> Requirement: Print out every record exactly as it appears.

Start of Input data

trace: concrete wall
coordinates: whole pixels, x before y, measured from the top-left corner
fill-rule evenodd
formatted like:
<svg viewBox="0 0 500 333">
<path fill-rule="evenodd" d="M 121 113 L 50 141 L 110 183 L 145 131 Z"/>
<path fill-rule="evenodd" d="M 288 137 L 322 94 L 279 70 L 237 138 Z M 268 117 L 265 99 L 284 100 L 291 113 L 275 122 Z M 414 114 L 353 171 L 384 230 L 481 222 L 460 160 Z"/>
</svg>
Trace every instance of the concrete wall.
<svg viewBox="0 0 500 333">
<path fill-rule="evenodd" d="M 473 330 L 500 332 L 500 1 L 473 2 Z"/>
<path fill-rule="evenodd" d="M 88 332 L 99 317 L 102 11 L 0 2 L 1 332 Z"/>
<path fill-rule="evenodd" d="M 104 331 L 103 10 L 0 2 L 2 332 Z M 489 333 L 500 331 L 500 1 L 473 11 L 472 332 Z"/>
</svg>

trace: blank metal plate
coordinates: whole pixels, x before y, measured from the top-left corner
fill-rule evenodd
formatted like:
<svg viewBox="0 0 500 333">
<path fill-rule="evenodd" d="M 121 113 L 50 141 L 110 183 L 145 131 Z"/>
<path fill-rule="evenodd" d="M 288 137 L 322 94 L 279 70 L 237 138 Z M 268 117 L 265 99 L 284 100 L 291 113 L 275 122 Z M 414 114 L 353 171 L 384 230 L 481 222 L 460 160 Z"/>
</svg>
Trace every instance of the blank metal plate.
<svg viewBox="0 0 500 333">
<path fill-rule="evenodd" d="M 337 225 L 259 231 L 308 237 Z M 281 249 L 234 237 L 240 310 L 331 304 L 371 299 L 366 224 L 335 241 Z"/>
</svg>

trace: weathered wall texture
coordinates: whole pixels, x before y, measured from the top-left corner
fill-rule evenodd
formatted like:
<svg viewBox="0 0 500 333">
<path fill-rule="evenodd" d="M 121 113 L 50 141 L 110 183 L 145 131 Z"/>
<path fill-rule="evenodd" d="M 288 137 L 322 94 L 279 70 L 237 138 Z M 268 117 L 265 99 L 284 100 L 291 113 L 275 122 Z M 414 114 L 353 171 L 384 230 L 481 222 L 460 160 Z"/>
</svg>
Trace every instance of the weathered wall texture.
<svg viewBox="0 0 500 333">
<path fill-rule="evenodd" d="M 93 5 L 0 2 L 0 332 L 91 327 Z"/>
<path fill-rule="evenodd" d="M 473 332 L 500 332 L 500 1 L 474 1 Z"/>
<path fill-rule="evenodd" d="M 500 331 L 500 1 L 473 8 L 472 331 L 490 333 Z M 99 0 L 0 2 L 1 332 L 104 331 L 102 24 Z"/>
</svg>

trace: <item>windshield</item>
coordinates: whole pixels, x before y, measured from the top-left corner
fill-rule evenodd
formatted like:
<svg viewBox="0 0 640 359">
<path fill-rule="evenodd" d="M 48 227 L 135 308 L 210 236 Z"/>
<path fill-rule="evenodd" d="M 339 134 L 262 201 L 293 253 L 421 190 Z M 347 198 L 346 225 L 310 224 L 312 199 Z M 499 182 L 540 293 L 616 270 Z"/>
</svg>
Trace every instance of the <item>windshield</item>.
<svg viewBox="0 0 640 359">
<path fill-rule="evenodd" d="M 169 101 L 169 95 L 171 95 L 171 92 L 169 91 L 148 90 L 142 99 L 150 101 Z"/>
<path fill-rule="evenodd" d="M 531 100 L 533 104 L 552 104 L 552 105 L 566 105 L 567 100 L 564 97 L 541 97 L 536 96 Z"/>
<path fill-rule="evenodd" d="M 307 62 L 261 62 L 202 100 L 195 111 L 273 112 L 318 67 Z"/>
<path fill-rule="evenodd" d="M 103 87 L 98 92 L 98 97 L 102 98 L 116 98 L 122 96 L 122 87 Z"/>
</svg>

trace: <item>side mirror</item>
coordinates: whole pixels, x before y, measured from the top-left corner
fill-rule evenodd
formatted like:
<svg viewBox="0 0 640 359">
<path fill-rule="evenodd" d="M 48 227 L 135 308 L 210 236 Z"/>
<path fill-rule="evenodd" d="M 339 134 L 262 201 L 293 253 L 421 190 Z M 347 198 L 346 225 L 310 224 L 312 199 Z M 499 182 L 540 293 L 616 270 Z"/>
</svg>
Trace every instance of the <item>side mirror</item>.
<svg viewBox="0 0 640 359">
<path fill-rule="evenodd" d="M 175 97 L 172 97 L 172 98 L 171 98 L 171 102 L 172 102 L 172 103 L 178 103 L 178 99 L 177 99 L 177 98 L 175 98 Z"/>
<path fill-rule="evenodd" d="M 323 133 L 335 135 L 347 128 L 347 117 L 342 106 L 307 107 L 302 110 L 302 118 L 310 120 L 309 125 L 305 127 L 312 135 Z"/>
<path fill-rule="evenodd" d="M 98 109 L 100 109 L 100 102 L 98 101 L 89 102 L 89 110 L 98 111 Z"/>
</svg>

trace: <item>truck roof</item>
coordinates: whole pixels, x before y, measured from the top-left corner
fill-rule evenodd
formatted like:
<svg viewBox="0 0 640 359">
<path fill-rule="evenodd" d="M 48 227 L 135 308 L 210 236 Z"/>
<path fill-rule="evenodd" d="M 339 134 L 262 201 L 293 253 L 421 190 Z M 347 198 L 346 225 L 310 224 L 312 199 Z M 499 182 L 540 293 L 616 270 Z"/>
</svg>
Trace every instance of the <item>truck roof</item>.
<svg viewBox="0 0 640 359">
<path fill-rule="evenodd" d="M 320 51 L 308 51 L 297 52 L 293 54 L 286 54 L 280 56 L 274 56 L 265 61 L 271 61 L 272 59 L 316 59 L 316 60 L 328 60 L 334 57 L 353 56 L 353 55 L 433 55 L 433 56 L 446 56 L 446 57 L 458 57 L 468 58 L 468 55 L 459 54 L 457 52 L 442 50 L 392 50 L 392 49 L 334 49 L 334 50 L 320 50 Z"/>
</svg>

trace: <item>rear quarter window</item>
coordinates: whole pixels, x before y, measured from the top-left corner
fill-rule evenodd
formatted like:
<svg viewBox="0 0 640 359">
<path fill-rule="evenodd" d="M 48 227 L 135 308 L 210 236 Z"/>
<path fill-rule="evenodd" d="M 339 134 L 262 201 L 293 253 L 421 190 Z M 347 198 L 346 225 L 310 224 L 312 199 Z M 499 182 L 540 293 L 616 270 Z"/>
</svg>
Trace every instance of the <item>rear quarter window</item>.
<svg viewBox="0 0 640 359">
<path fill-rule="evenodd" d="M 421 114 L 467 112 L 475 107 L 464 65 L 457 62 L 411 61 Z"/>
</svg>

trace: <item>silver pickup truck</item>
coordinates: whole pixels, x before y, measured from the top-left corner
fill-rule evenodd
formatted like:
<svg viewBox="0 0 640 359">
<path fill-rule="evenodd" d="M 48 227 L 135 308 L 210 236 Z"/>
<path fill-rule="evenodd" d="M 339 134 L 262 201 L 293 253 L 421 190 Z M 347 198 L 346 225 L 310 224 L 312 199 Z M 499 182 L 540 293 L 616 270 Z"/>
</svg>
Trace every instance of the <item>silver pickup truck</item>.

End of Input data

> Your solution:
trace: concrete wall
coordinates: whole pixels, x before y, measured from the top-left corner
fill-rule evenodd
formatted like:
<svg viewBox="0 0 500 333">
<path fill-rule="evenodd" d="M 121 113 L 50 141 L 110 183 L 145 131 Z"/>
<path fill-rule="evenodd" d="M 288 137 L 322 94 L 279 70 L 237 138 Z M 268 117 L 265 99 L 284 100 L 291 113 L 275 122 Z M 414 114 L 353 171 L 384 230 L 481 222 L 460 160 Z"/>
</svg>
Trace every instance of the concrete wall.
<svg viewBox="0 0 500 333">
<path fill-rule="evenodd" d="M 473 330 L 500 332 L 500 1 L 473 2 Z"/>
<path fill-rule="evenodd" d="M 88 332 L 99 317 L 102 11 L 0 2 L 1 332 Z"/>
<path fill-rule="evenodd" d="M 104 331 L 103 10 L 0 2 L 2 332 Z M 489 333 L 500 331 L 500 1 L 473 11 L 472 332 Z"/>
</svg>

trace: blank metal plate
coordinates: whole pixels, x before y, measured from the top-left corner
fill-rule evenodd
formatted like:
<svg viewBox="0 0 500 333">
<path fill-rule="evenodd" d="M 121 113 L 50 141 L 110 183 L 145 131 Z"/>
<path fill-rule="evenodd" d="M 288 137 L 322 94 L 279 70 L 237 138 Z M 268 117 L 265 99 L 284 100 L 291 113 L 275 122 Z M 414 114 L 353 171 L 384 230 L 481 222 L 460 160 Z"/>
</svg>
Trace every instance of the blank metal plate.
<svg viewBox="0 0 500 333">
<path fill-rule="evenodd" d="M 337 225 L 259 231 L 308 237 Z M 281 249 L 234 237 L 240 310 L 331 304 L 371 299 L 366 224 L 335 241 Z"/>
</svg>

trace: weathered wall texture
coordinates: whole pixels, x before y, measured from the top-left corner
fill-rule evenodd
formatted like:
<svg viewBox="0 0 500 333">
<path fill-rule="evenodd" d="M 121 113 L 50 141 L 110 183 L 145 131 Z"/>
<path fill-rule="evenodd" d="M 288 137 L 322 94 L 279 70 L 237 138 Z M 268 117 L 265 99 L 284 100 L 291 113 L 275 122 Z M 414 114 L 353 171 L 384 230 L 481 222 L 460 160 Z"/>
</svg>
Trace every instance of the weathered wall texture.
<svg viewBox="0 0 500 333">
<path fill-rule="evenodd" d="M 93 5 L 0 2 L 0 332 L 91 327 Z"/>
<path fill-rule="evenodd" d="M 473 332 L 500 332 L 500 1 L 474 1 Z"/>
<path fill-rule="evenodd" d="M 500 331 L 500 1 L 473 8 L 472 331 L 490 333 Z M 99 0 L 0 2 L 1 332 L 104 331 L 102 24 Z"/>
</svg>

trace: <item>windshield</item>
coordinates: whole pixels, x before y, measured from the top-left corner
fill-rule evenodd
formatted like:
<svg viewBox="0 0 640 359">
<path fill-rule="evenodd" d="M 48 227 L 135 308 L 210 236 Z"/>
<path fill-rule="evenodd" d="M 339 134 L 262 201 L 293 253 L 421 190 Z M 347 198 L 346 225 L 310 224 L 312 199 Z M 499 182 L 540 293 L 616 270 Z"/>
</svg>
Trace every instance of the <item>windshield</item>.
<svg viewBox="0 0 640 359">
<path fill-rule="evenodd" d="M 169 101 L 169 95 L 171 95 L 171 92 L 169 91 L 148 90 L 142 99 L 150 101 Z"/>
<path fill-rule="evenodd" d="M 531 100 L 533 104 L 552 104 L 552 105 L 566 105 L 567 100 L 564 97 L 541 97 L 536 96 Z"/>
<path fill-rule="evenodd" d="M 307 62 L 261 62 L 202 100 L 195 111 L 273 112 L 318 67 Z"/>
<path fill-rule="evenodd" d="M 103 87 L 98 92 L 98 97 L 102 98 L 116 98 L 122 96 L 122 87 Z"/>
</svg>

trace: <item>side mirror</item>
coordinates: whole pixels, x before y, measured from the top-left corner
fill-rule evenodd
formatted like:
<svg viewBox="0 0 640 359">
<path fill-rule="evenodd" d="M 48 227 L 135 308 L 210 236 Z"/>
<path fill-rule="evenodd" d="M 339 134 L 262 201 L 293 253 L 421 190 Z M 347 198 L 346 225 L 310 224 L 312 199 Z M 499 182 L 540 293 L 616 270 Z"/>
</svg>
Trace every instance of the <item>side mirror</item>.
<svg viewBox="0 0 640 359">
<path fill-rule="evenodd" d="M 175 97 L 172 97 L 172 98 L 171 98 L 171 102 L 172 102 L 172 103 L 178 103 L 178 99 L 177 99 L 177 98 L 175 98 Z"/>
<path fill-rule="evenodd" d="M 323 133 L 335 135 L 347 128 L 347 117 L 342 106 L 307 107 L 302 110 L 302 118 L 310 120 L 309 125 L 305 127 L 312 135 Z"/>
<path fill-rule="evenodd" d="M 98 109 L 100 109 L 100 102 L 98 101 L 89 102 L 89 110 L 98 111 Z"/>
</svg>

trace: <item>truck roof</item>
coordinates: whole pixels, x before y, measured from the top-left corner
fill-rule evenodd
formatted like:
<svg viewBox="0 0 640 359">
<path fill-rule="evenodd" d="M 48 227 L 135 308 L 210 236 Z"/>
<path fill-rule="evenodd" d="M 339 134 L 262 201 L 293 253 L 421 190 Z M 347 198 L 346 225 L 310 224 L 312 199 Z M 499 182 L 540 293 L 616 270 Z"/>
</svg>
Trace every instance of the <item>truck roof</item>.
<svg viewBox="0 0 640 359">
<path fill-rule="evenodd" d="M 320 51 L 308 51 L 297 52 L 293 54 L 286 54 L 280 56 L 274 56 L 265 61 L 271 61 L 272 59 L 316 59 L 316 60 L 328 60 L 334 57 L 353 56 L 353 55 L 433 55 L 433 56 L 446 56 L 446 57 L 458 57 L 468 58 L 468 55 L 459 54 L 457 52 L 442 50 L 392 50 L 392 49 L 334 49 L 334 50 L 320 50 Z"/>
</svg>

trace: <item>rear quarter window</item>
coordinates: whole pixels, x before y, measured from the top-left corner
fill-rule evenodd
formatted like:
<svg viewBox="0 0 640 359">
<path fill-rule="evenodd" d="M 48 227 L 135 308 L 210 236 Z"/>
<path fill-rule="evenodd" d="M 339 134 L 262 201 L 293 253 L 421 190 Z M 347 198 L 346 225 L 310 224 L 312 199 Z M 499 182 L 540 293 L 616 270 Z"/>
</svg>
Trace every instance of the <item>rear quarter window</item>.
<svg viewBox="0 0 640 359">
<path fill-rule="evenodd" d="M 421 114 L 467 112 L 475 107 L 464 65 L 457 62 L 411 61 Z"/>
</svg>

trace: <item>silver pickup truck</item>
coordinates: whole pixels, x before y, measured from the top-left corner
fill-rule evenodd
formatted like:
<svg viewBox="0 0 640 359">
<path fill-rule="evenodd" d="M 48 227 L 135 308 L 210 236 Z"/>
<path fill-rule="evenodd" d="M 339 134 L 262 201 L 293 253 L 421 190 Z M 347 198 L 346 225 L 310 224 L 312 199 Z M 499 182 L 540 293 L 616 270 Z"/>
</svg>
Trace every instance of the <item>silver pickup truck</item>.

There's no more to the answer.